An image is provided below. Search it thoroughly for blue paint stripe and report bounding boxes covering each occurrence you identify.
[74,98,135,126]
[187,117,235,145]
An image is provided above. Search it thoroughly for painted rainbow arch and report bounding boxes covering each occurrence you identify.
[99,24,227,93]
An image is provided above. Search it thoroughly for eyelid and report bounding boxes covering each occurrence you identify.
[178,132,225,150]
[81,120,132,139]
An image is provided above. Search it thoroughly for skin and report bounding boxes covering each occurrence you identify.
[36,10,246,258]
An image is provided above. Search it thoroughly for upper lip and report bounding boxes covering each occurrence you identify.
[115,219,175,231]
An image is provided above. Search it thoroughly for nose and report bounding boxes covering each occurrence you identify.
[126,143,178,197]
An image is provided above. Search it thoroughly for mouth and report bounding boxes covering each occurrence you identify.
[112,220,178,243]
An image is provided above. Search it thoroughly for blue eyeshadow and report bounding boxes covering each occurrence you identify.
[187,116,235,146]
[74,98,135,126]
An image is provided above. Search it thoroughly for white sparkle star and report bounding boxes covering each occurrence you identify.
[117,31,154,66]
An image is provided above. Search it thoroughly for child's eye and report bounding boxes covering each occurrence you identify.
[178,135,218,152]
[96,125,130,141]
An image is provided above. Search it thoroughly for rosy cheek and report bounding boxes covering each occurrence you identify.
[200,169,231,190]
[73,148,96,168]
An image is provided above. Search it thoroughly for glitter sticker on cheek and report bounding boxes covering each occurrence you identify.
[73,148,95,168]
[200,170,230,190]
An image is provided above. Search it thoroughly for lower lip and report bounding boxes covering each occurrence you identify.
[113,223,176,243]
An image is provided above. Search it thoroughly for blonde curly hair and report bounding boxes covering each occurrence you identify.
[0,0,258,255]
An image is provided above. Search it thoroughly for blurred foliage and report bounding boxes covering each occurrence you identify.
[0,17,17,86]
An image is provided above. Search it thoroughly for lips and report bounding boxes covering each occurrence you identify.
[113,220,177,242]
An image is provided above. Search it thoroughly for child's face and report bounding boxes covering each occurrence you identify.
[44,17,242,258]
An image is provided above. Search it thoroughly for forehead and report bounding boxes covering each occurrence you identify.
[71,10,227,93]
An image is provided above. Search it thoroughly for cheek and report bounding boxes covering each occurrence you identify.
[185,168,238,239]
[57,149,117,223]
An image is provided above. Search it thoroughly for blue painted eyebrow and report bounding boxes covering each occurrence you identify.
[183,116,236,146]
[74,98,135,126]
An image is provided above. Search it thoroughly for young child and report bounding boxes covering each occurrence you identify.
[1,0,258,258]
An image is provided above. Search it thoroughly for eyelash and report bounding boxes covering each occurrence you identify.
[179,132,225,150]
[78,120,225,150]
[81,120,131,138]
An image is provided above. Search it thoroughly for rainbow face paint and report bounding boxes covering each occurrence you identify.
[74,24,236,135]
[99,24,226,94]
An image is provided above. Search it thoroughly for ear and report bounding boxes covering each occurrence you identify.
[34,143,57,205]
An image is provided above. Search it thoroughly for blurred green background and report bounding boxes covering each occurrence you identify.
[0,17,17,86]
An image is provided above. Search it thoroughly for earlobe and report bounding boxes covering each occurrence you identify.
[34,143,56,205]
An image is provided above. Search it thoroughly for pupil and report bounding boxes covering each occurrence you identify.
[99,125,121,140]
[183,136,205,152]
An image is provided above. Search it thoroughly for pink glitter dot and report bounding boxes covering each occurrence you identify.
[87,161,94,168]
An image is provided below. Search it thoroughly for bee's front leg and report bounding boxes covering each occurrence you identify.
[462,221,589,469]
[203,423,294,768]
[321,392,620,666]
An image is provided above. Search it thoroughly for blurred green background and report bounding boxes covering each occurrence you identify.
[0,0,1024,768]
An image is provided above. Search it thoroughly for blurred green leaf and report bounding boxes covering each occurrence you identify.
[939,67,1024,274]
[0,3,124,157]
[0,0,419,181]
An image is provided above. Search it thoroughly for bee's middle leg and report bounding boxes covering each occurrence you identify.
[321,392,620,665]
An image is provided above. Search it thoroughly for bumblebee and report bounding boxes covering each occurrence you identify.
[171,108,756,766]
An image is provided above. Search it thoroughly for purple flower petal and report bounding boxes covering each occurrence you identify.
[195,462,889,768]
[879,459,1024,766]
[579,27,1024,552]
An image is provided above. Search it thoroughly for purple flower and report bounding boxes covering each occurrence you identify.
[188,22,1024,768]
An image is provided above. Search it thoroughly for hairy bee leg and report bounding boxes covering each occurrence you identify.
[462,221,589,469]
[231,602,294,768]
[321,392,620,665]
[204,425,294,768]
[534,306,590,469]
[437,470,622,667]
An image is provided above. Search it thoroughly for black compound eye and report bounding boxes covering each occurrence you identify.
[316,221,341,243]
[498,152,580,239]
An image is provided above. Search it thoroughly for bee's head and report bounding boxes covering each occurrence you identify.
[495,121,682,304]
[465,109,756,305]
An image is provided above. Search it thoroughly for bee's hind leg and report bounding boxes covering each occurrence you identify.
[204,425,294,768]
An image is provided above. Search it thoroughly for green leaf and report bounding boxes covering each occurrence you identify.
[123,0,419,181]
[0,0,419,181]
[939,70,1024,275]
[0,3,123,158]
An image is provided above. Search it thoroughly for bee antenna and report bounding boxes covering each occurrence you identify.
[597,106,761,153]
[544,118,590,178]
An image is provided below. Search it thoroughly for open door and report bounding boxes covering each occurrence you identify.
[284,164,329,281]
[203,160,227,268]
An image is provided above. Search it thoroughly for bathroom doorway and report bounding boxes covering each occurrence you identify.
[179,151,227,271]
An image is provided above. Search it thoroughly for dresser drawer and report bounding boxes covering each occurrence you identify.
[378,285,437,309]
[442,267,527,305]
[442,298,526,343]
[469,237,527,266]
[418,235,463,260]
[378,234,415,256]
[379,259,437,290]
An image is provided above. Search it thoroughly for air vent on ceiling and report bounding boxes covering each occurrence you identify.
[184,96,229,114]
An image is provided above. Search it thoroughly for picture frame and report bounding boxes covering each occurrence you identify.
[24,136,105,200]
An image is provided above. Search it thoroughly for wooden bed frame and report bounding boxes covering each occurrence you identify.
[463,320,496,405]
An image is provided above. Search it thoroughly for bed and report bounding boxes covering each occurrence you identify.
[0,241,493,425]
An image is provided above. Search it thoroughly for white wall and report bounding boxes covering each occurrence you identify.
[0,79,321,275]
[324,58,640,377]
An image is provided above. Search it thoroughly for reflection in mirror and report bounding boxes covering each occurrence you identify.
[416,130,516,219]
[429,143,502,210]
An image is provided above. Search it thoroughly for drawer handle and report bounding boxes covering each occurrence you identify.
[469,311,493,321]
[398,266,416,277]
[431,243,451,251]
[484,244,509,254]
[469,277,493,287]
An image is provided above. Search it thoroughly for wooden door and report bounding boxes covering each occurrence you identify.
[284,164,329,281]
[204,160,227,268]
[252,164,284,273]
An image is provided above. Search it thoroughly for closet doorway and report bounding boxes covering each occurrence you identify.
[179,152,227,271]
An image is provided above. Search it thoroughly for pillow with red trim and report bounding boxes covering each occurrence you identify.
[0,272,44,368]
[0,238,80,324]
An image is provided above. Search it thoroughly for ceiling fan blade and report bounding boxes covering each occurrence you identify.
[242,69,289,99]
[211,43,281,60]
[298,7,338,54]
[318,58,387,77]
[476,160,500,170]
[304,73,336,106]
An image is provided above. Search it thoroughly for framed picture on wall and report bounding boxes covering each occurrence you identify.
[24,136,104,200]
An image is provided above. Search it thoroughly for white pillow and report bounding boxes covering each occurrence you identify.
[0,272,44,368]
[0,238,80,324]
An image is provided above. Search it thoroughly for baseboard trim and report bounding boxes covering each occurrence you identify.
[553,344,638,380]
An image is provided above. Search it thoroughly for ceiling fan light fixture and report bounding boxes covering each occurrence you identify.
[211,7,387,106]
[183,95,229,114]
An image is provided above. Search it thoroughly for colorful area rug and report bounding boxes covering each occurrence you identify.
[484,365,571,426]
= = =
• [TASK TO COMPLETE]
Rescale the lines from the first one through the line containing "[112,220,178,243]", both included, and write them all out again with the requests. Multiply every bounding box coordinate in the answers by 0.8 and round it to a whole number, with halves rounding up.

• [SOLUTION TO THE EXERCISE]
An image is provided below. Search it thoroughly for blue paint stripe and report bounding boxes covering each occurrence you identify.
[59,78,108,101]
[150,94,188,116]
An image is provided above. Search it thoroughly for painted rainbow arch and report bounding boxes covering each occurrence you identify.
[79,19,182,74]
An image is provided above. Search it thoroughly for eyelid and report bounding boxes covering each occurrence you identify.
[142,106,180,120]
[65,96,106,111]
An image is provided above. Search it thoroughly for skin and report bounding boxes covering each occurrence you identify.
[29,8,197,206]
An image is provided above. Search it thoroughly for upper lip and report bounding boxes covering each occurrence you identify.
[92,175,140,185]
An image is provided above. Search it thoroughly for nose and report bounding boxes covering each occurrence you identify.
[101,114,142,158]
An image is provided above. Search it thoroughly for mouth and report bounding boxes covering each occurrence you identify.
[90,176,142,194]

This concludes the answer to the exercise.